_Job_. Leave out all pictures and retype exactly the lines from the one with "You are given a photograph. For the green foliage" through the last line of the material.
## BEGIN
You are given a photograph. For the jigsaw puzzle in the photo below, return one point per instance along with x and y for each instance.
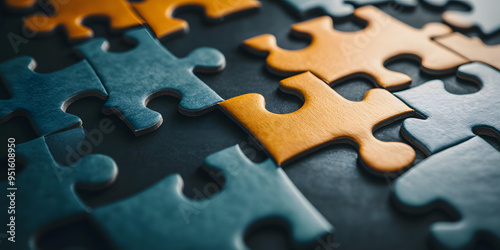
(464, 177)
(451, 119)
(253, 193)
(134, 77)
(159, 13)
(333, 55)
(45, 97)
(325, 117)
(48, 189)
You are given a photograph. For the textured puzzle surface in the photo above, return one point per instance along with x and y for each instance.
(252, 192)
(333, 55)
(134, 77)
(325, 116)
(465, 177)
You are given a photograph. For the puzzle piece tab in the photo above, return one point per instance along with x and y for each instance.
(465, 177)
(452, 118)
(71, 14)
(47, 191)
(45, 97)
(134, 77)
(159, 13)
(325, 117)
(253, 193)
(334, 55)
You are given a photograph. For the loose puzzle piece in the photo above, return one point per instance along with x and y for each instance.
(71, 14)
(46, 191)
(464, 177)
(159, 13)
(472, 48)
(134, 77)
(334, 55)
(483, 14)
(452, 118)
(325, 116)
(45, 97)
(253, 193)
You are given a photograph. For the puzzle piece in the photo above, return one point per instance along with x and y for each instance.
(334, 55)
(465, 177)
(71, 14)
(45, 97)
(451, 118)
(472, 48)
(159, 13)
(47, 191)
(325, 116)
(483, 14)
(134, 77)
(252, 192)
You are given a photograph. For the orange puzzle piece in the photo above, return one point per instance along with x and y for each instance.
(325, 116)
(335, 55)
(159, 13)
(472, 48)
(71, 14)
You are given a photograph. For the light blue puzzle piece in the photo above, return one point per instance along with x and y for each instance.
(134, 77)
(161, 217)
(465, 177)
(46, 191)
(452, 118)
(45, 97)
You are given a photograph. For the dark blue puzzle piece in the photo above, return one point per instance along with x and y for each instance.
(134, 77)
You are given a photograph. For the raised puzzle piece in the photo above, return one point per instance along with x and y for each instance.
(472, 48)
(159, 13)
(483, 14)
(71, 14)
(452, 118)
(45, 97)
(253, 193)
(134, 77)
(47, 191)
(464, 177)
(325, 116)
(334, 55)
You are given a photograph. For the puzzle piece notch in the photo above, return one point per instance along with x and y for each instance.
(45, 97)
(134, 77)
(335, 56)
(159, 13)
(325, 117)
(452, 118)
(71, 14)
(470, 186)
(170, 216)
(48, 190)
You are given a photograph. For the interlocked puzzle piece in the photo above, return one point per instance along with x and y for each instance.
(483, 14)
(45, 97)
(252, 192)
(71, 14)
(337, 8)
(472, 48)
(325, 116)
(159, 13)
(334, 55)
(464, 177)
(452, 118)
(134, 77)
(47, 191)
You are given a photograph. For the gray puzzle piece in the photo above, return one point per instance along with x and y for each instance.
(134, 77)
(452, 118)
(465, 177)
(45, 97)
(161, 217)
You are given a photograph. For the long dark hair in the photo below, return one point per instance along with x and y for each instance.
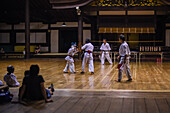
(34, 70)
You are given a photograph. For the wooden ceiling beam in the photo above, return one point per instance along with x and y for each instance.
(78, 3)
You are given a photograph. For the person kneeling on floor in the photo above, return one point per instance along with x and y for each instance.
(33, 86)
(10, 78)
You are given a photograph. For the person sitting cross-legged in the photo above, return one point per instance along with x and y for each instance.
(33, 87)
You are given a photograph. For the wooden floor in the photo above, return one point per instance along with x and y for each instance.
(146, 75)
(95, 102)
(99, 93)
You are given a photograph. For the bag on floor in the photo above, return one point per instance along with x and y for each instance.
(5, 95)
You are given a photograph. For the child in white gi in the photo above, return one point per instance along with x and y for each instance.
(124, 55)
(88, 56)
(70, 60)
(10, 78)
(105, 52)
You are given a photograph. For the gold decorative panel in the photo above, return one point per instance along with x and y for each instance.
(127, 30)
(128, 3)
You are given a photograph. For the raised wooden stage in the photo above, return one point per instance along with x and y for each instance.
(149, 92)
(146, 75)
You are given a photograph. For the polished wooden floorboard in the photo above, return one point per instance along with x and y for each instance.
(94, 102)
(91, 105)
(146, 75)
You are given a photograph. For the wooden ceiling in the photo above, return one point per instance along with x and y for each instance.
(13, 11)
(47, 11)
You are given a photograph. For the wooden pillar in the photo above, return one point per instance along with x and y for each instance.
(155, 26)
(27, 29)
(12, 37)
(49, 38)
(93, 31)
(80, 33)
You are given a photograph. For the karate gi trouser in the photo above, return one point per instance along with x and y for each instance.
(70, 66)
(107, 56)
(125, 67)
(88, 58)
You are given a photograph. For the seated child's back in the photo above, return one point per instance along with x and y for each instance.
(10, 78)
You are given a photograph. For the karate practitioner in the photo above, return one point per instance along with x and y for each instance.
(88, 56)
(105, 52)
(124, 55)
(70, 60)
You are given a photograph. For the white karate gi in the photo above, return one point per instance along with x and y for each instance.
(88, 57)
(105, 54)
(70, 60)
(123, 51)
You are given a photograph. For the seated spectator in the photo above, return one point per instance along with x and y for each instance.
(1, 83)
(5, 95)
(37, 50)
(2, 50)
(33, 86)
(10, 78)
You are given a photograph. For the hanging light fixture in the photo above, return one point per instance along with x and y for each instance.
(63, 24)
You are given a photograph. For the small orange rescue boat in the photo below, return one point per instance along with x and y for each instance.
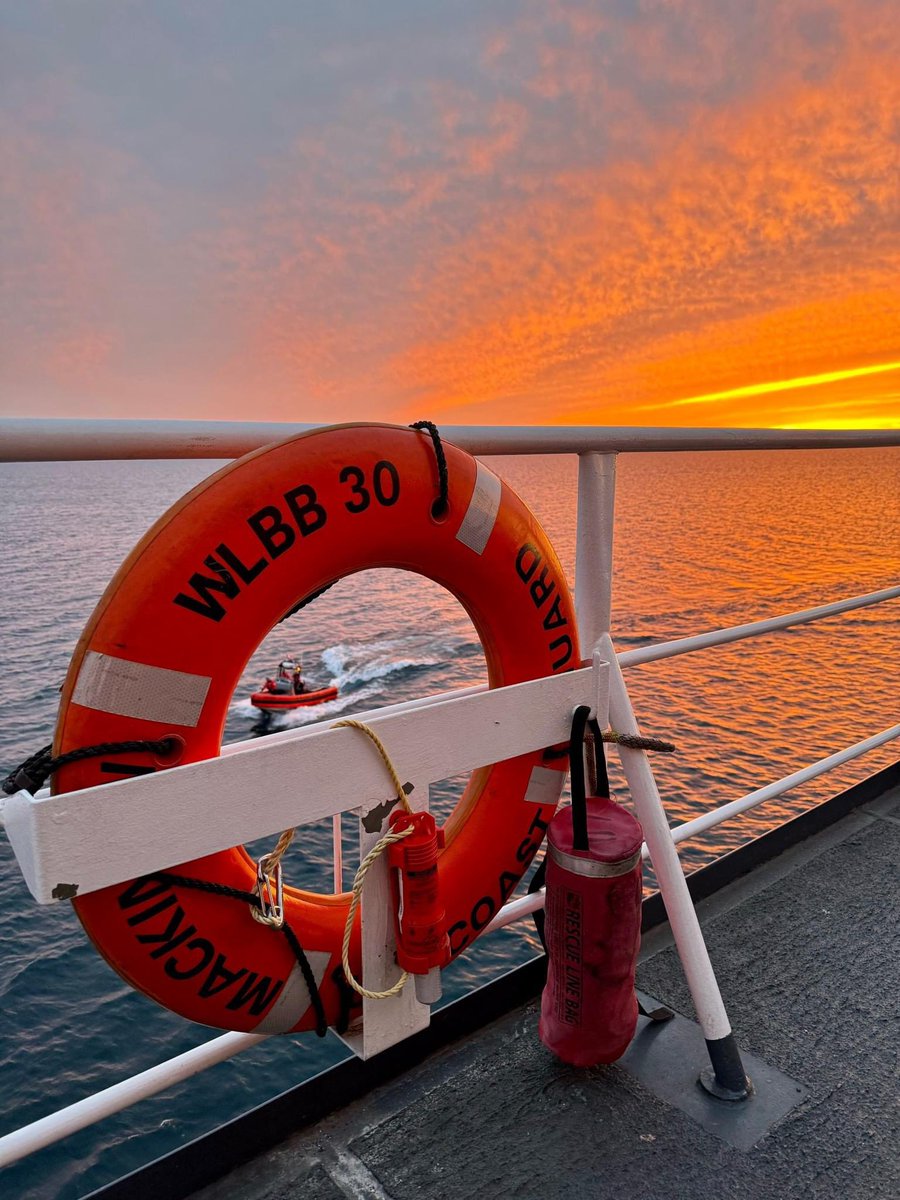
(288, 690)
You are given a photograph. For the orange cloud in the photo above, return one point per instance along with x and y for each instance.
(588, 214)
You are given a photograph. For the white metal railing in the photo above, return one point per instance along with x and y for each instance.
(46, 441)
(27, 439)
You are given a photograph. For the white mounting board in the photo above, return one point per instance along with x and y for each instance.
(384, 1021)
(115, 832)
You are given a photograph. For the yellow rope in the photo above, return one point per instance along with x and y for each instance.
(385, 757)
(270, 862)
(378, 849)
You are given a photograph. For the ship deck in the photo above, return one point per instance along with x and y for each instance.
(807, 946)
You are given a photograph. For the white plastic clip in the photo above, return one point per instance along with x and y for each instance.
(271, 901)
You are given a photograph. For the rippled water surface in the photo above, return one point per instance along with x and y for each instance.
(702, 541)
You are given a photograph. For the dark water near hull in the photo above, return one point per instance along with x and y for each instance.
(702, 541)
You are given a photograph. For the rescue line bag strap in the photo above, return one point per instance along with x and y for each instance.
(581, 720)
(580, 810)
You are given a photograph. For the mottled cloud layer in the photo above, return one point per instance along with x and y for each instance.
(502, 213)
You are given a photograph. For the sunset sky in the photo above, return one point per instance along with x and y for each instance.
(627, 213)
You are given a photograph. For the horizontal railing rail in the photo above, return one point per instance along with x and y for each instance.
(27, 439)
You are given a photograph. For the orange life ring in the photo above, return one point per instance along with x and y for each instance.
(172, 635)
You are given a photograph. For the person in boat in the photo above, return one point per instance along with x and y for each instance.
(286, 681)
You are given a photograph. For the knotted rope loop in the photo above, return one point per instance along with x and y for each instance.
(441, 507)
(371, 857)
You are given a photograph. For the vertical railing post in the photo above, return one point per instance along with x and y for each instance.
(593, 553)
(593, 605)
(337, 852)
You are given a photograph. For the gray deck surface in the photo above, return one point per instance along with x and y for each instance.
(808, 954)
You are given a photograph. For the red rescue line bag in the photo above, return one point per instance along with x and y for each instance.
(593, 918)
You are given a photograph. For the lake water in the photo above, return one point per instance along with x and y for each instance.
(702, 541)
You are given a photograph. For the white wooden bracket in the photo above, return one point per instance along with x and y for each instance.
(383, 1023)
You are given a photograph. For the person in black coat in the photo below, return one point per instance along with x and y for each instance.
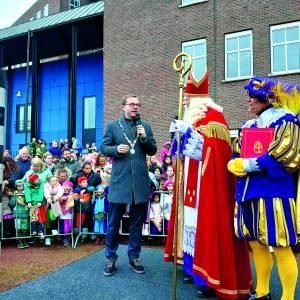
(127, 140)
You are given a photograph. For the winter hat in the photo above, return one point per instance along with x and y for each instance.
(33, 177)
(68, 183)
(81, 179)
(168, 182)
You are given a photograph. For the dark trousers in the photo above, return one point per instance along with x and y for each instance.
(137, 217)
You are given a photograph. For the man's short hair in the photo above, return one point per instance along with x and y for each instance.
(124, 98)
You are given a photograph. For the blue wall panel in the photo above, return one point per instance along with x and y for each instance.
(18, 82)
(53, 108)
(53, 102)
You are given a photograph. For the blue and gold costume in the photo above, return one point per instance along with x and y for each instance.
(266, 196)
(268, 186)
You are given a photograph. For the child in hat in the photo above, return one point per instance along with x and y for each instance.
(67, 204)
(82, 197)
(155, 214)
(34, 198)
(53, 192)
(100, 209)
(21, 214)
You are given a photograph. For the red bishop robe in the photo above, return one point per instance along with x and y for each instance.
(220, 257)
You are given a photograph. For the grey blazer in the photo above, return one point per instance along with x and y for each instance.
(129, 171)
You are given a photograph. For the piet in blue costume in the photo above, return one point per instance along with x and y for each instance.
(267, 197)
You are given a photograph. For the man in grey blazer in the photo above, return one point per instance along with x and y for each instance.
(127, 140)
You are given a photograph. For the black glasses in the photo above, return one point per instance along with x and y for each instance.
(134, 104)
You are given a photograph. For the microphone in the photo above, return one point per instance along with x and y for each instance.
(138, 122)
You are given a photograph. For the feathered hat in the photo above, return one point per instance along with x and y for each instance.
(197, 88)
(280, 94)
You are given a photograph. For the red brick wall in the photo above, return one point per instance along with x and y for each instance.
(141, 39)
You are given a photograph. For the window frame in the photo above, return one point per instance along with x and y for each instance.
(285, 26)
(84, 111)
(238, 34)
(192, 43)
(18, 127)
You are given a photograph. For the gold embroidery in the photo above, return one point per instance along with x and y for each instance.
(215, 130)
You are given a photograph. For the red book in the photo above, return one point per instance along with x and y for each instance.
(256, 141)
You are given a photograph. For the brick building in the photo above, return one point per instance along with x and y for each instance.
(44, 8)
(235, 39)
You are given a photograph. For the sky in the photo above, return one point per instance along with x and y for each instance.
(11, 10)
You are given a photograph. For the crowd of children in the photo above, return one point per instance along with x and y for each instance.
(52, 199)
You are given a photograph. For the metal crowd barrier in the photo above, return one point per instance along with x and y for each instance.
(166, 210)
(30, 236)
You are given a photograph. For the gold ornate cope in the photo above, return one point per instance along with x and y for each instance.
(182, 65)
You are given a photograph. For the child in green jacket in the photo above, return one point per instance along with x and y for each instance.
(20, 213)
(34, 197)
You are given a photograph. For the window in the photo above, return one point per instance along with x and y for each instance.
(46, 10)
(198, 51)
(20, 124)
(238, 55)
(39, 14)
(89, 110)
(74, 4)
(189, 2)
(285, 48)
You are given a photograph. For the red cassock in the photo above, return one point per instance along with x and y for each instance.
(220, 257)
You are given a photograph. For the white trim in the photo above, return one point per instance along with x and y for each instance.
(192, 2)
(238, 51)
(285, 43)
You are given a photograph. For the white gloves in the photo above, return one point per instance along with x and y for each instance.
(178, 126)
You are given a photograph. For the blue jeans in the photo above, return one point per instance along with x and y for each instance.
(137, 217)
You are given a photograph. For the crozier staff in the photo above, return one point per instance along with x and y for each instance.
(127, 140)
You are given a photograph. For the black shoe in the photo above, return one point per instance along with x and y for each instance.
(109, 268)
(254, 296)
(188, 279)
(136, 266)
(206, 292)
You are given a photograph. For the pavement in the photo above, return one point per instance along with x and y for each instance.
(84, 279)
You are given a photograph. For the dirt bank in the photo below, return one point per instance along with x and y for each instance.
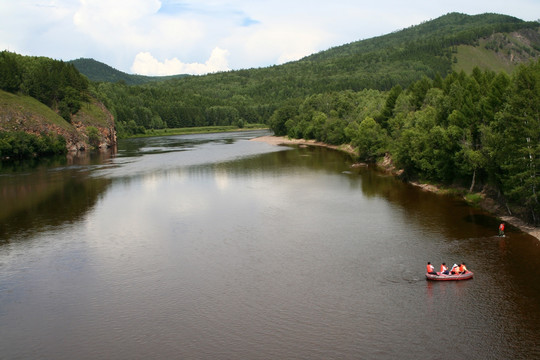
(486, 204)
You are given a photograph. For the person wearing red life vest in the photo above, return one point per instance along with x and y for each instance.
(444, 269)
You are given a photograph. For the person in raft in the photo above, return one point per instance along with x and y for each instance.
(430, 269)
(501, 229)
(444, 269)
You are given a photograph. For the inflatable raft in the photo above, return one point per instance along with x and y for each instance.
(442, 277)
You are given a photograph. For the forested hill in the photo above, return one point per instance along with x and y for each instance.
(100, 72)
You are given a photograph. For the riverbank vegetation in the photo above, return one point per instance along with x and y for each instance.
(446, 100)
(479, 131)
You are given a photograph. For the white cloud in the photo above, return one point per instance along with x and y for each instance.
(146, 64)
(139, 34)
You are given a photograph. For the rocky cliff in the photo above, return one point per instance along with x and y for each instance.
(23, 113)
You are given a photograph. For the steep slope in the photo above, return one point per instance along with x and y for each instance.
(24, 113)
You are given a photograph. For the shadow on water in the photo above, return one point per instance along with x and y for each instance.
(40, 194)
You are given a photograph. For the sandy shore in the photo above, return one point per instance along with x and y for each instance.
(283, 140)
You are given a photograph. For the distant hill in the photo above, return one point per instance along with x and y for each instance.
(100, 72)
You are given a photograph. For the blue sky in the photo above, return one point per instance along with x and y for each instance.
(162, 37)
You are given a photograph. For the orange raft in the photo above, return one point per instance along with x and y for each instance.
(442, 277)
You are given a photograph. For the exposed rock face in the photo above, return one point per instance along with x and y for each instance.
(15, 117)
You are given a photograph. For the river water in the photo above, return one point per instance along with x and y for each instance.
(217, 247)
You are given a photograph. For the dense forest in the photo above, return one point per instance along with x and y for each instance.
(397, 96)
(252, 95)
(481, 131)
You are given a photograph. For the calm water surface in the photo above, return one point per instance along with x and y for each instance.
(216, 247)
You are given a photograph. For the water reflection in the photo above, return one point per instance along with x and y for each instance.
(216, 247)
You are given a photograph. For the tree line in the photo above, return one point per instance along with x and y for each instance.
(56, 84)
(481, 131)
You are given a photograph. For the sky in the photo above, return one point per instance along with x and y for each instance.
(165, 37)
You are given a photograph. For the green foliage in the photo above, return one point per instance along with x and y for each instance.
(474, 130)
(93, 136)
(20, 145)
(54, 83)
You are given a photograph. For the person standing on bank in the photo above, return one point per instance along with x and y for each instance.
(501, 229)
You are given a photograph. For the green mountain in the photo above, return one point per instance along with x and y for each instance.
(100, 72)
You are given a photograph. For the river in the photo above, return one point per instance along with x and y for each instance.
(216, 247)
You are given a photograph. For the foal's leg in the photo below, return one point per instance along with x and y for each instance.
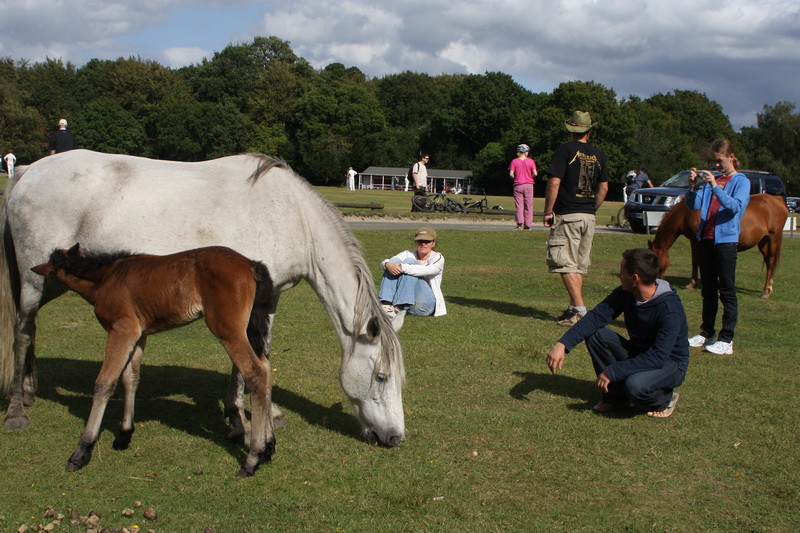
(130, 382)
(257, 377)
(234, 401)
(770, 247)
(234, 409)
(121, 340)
## END
_Answer below_.
You are given a photograph. For the green foliage in the photo above, return one point per instance along with x and y for each instance.
(474, 130)
(93, 136)
(20, 145)
(54, 83)
You are given a photograph. For the person standing on bank in the photo above, return one point per instance along with x and y for each instance.
(501, 229)
You are given a photograph. For the green mountain in the photo above, return one point per instance along with x and y for each instance.
(100, 72)
You are given a photograph. For the river in the photo above, return one point per instance along with x and y for each instance.
(216, 247)
You are given a photograph. For the foal's leg in the photo below, return one point per instance along with x and y for each instance.
(130, 382)
(257, 377)
(234, 401)
(770, 247)
(234, 409)
(121, 340)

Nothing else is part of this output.